**EXERCISE PROMPT**
Reproduce all of the data exactly.

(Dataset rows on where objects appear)
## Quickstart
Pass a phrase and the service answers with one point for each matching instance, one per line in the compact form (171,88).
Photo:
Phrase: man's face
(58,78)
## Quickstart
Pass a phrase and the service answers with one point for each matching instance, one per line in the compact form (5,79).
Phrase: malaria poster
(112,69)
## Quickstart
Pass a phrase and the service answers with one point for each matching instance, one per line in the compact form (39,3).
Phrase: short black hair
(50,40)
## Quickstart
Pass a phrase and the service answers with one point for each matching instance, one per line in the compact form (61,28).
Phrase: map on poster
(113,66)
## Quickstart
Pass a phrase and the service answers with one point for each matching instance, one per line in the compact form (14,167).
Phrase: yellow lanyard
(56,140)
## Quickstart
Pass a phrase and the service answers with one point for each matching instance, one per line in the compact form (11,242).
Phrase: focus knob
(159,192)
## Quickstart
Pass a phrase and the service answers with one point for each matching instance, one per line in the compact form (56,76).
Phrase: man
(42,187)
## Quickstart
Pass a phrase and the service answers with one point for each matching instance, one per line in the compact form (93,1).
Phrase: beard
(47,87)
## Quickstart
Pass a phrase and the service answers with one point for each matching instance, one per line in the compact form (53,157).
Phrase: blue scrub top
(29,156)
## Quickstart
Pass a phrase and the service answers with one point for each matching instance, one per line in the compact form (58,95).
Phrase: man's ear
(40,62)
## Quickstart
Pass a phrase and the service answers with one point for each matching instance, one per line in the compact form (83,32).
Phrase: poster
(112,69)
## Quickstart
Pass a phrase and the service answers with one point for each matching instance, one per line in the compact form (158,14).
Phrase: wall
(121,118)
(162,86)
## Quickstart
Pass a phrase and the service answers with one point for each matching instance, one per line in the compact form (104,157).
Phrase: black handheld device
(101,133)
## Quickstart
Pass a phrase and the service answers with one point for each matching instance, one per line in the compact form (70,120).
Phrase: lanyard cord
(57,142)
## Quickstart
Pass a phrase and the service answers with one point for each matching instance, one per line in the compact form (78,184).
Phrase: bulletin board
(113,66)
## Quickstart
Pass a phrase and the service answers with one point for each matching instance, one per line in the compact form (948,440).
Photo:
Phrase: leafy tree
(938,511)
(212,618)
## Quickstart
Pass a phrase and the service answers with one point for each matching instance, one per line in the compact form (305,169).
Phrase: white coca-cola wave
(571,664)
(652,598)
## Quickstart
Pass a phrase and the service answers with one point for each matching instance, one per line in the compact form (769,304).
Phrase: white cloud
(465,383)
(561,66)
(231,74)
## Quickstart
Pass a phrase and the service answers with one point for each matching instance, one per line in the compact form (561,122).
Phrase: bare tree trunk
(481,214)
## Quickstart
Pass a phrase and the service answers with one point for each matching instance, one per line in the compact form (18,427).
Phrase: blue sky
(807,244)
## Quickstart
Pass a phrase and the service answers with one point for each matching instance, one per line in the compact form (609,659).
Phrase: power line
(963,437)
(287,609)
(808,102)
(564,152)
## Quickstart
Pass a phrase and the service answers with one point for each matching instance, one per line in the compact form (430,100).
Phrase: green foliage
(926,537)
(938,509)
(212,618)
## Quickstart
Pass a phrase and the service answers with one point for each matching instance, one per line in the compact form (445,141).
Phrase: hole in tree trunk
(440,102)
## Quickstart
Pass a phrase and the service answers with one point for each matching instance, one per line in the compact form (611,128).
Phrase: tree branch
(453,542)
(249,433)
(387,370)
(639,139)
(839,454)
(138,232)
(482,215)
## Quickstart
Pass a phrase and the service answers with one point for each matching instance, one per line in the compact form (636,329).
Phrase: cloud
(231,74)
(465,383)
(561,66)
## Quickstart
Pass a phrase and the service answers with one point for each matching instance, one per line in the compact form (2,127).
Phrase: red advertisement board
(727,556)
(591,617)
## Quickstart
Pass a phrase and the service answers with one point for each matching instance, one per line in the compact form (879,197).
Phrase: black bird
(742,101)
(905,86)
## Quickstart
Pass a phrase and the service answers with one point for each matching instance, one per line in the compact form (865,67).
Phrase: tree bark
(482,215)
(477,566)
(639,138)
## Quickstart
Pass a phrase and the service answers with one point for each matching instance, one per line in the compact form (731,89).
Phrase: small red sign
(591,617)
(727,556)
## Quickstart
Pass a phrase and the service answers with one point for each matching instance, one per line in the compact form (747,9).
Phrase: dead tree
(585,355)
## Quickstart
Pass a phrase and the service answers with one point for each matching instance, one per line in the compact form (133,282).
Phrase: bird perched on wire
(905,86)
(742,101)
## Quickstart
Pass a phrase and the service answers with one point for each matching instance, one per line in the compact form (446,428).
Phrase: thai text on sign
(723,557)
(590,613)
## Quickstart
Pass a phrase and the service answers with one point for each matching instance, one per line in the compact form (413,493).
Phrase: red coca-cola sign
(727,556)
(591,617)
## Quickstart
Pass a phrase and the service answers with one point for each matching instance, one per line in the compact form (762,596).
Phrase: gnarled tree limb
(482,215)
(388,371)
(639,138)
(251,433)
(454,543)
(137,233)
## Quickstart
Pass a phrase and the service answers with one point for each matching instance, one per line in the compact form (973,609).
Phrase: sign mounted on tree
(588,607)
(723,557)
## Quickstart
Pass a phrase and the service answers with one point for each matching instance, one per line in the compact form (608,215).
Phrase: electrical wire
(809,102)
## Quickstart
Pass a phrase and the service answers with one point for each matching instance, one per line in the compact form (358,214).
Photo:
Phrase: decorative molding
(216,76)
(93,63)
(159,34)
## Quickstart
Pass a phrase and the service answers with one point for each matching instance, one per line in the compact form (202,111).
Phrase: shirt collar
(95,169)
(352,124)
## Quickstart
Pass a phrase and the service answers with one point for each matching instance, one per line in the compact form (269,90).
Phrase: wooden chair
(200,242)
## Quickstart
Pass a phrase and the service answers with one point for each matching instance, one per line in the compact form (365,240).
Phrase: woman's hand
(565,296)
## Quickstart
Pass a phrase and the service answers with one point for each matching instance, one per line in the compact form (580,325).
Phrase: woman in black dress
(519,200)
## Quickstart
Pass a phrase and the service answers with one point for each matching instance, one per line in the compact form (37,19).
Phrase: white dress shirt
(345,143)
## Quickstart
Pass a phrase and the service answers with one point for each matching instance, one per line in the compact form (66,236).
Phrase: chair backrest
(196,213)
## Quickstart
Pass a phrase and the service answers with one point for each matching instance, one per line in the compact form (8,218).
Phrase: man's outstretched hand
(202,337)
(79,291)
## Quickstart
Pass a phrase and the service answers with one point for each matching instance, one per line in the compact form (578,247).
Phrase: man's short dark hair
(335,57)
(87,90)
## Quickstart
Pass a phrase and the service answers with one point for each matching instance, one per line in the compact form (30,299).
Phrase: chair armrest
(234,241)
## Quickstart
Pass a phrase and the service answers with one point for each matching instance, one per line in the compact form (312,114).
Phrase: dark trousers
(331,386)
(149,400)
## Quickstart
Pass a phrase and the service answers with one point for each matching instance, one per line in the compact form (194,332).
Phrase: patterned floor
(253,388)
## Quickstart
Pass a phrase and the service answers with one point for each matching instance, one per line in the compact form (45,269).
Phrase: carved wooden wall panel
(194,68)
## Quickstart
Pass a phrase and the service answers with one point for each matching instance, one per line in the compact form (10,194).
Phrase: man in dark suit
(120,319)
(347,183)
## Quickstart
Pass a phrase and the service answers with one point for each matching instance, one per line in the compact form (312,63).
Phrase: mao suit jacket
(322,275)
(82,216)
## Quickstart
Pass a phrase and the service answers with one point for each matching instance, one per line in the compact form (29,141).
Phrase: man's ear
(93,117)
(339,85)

**EXERCISE ANSWER**
## Quickstart
Pass a phrase and the service answers with one point for each matching instance, one per line in the compact form (171,88).
Photo:
Phrase: man's face
(58,78)
## Quickstart
Pass a phrase and the service answers with one point for each matching instance, one per line in the compact form (5,79).
Phrase: malaria poster
(112,69)
## Quickstart
Pass a phrase and the service answers with one point for each matching instance, one per line in the compact form (39,3).
Phrase: short black hair
(50,40)
## Quickstart
Pass a phrase and the service answers with one point for each matching instance, one per line in the compact form (61,28).
Phrase: map on poster
(113,66)
## Quickstart
Pass a phrase and the service answers with one point for each matching instance, one per line in the compact form (14,167).
Phrase: yellow lanyard
(56,140)
## Quickstart
Pass a phrase and the service answers with one point for each matching instance, one per line in the compact form (11,242).
Phrase: focus knob
(159,192)
## Quickstart
Pass a phrase and the service answers with one point for each matching instance, one per line in the compact form (56,76).
Phrase: man
(42,187)
## Quickstart
Pass a phrase and the service answers with one point for each matching instance, one per line in the compact form (93,1).
Phrase: beard
(47,87)
## Quickstart
Pass a phrase and the service answers with one point for each matching instance, one per line in the compact form (53,157).
Phrase: blue scrub top
(29,156)
## Quickstart
Pass a phrase and the service answers with one point for each matching instance, one per line in the compact form (58,95).
Phrase: man's ear
(40,62)
## Quickstart
Pass a phrase and the service answers with one point for each matching instance, one per line in the compact form (83,32).
Phrase: poster
(112,69)
## Quickstart
Pass a phrase and the service answers with one point for each matching instance, one per line in the compact form (158,14).
Phrase: wall
(121,118)
(162,86)
## Quickstart
Pass a phrase and the service answers with one point for each matching instance, one per line in the compact form (104,157).
Phrase: black handheld device
(101,133)
## Quickstart
Pass a phrase and the service answers with one point for each matching instance, one per line in the compact form (70,120).
Phrase: lanyard cord
(57,142)
## Quickstart
Pass a phrase and the service answers with one point for each matching instance, one per line in the compact form (78,184).
Phrase: bulletin board
(113,66)
## Quickstart
Pass a phrase and the service answers with one point for each matching instance, one per line in the compact form (948,440).
Photo:
Phrase: leafy tree
(938,511)
(212,618)
## Quickstart
Pass a phrase and the service answers with one point for each matching instance, one per line in the compact form (305,169).
Phrase: white coca-cola wave
(571,664)
(652,598)
## Quickstart
Pass a phrase and the service answers with one point for each matching instance, one per line in the compact form (769,304).
Phrase: white cloud
(465,383)
(561,66)
(231,74)
## Quickstart
Pass a phrase and the service answers with one point for each matching instance, one per line in the compact form (561,122).
Phrase: bare tree trunk
(481,214)
## Quickstart
Pass a phrase and the service answers with one point for each matching instance, one per line in the compact form (18,427).
Phrase: blue sky
(807,244)
## Quickstart
Pass a phrase and the service answers with one point for each matching instance, one per line in the compact form (609,659).
Phrase: power line
(963,437)
(287,609)
(808,102)
(564,152)
## Quickstart
Pass a phrase and the service answers with one point for each matching instance, one per line in the compact form (430,100).
Phrase: green foliage
(926,537)
(938,509)
(212,618)
## Quickstart
Pass a phrase and the service answers with one point for each matching instance, one per line in the compact form (445,141).
Phrase: hole in tree trunk
(440,102)
## Quickstart
Pass a phrase and the service answers with one point for each matching instance, one per line in the compact form (611,128).
Phrase: tree branch
(453,542)
(249,433)
(387,370)
(639,139)
(839,454)
(138,232)
(482,215)
## Quickstart
Pass a phrase and the service answers with one point for each matching instance, one per line in the compact form (636,329).
Phrase: cloud
(231,74)
(465,383)
(561,66)
## Quickstart
Pass a phrase and the service answers with one point for each matching instance, one per line in the compact form (2,127).
Phrase: red advertisement board
(727,556)
(591,617)
## Quickstart
Pass a phrase and the service answers with one point for each matching instance, one per line in the compact form (879,197).
Phrase: black bird
(742,101)
(905,86)
## Quickstart
Pass a phrase and the service answers with one point for each matching instance, one per line in the compact form (865,67).
Phrase: tree bark
(482,215)
(477,566)
(639,138)
## Quickstart
Pass a phrase and the service answers with one point for each matching instance, one per line in the compact form (731,89).
Phrase: small red sign
(591,617)
(727,556)
## Quickstart
Pass a phrase and the service answers with one point for each matching instance, one per line in the compact form (747,9).
Phrase: dead tree
(585,355)
## Quickstart
Pass a phrase and the service answers with one point for each matching instance, one per line in the compact form (133,282).
Phrase: bird perched on wire
(905,86)
(742,101)
## Quickstart
Pass a phrase and the service answers with one point for each matching instance, one per line in the compact form (446,428).
Phrase: thai text on sign
(723,557)
(590,613)
## Quickstart
Pass a phrase and the service answers with one point for each matching instance, one per line in the compact form (413,493).
Phrase: red coca-cola sign
(727,556)
(591,617)
## Quickstart
Pass a phrase and the service answers with one point for each matching instance, one per line in the compact form (762,596).
Phrase: gnarled tree limb
(482,215)
(388,371)
(639,138)
(251,433)
(454,543)
(137,233)
## Quickstart
Pass a phrase and the service answers with one point for each matching instance, one per line in the compact form (973,609).
Phrase: sign mounted on tree
(588,607)
(723,557)
## Quickstart
Pass a phrase and the service answers with one point for each matching instance, one per line in the compact form (608,215).
Phrase: electrical wire
(809,102)
## Quickstart
Pass a phrase and the service answers with one point for each matching instance, one per line in the compact form (358,214).
Photo:
Phrase: decorative molding
(216,76)
(93,63)
(159,34)
## Quickstart
Pass a phrase and the service answers with one point for each matching instance, one per line in the compact form (202,111).
Phrase: shirt collar
(95,169)
(352,124)
## Quickstart
Pass a phrase and the service answers with one point for each matching instance, one per line in the compact form (269,90).
Phrase: wooden chair
(200,242)
## Quickstart
Pass a phrase and the service answers with one point for each matching instance, one per line in the compact form (365,240).
Phrase: woman's hand
(565,296)
## Quickstart
Pass a phrase and the service answers with one point for each matching instance, one per line in the compact form (580,325).
Phrase: woman in black dress
(519,200)
## Quickstart
Pass a phrase and the service answers with one point for each matching instance, one per line in the compact form (37,19).
Phrase: white dress shirt
(345,143)
## Quickstart
Pass a phrase and the service answers with one point for each matching instance, one per line in the compact form (66,236).
Phrase: chair backrest
(196,213)
## Quickstart
Pass a phrase and the service answers with one point for each matching instance, one per line in the compact form (8,218).
Phrase: man's outstretched hand
(202,337)
(79,291)
## Quickstart
Pass a phrase and the service answers with one point for each matching instance, one per line in the compact form (578,247).
Phrase: man's short dark hair
(335,57)
(87,90)
## Quickstart
Pass a phrase and the service answers with one point for each matching instance, one per line in the compact form (30,299).
Phrase: chair armrest
(234,241)
## Quickstart
Pass a phrase and the service answers with one point for each matching instance, one per line in the compact form (312,114).
Phrase: dark trousers
(331,386)
(149,400)
## Quickstart
Pass a phrase and the service answers with one point for each matching instance, one per line in the compact form (194,332).
Phrase: patterned floor
(253,388)
## Quickstart
Pass a phrase and the service answers with one point for each matching instance, one per line in the compact form (45,269).
Phrase: carved wooden wall panel
(194,68)
## Quickstart
Pass a phrase and the service answers with one point for each matching instance, one per line in the compact form (10,194).
Phrase: man in dark suit
(120,319)
(347,183)
## Quickstart
Pass a phrase and the service answers with one point for each matching instance, one per line in the compact form (312,63).
Phrase: mao suit jacket
(322,275)
(82,216)
## Quickstart
Pass a phrase and the service answers with one point for each matching instance, one per line in the compact form (29,141).
Phrase: man's ear
(93,117)
(339,85)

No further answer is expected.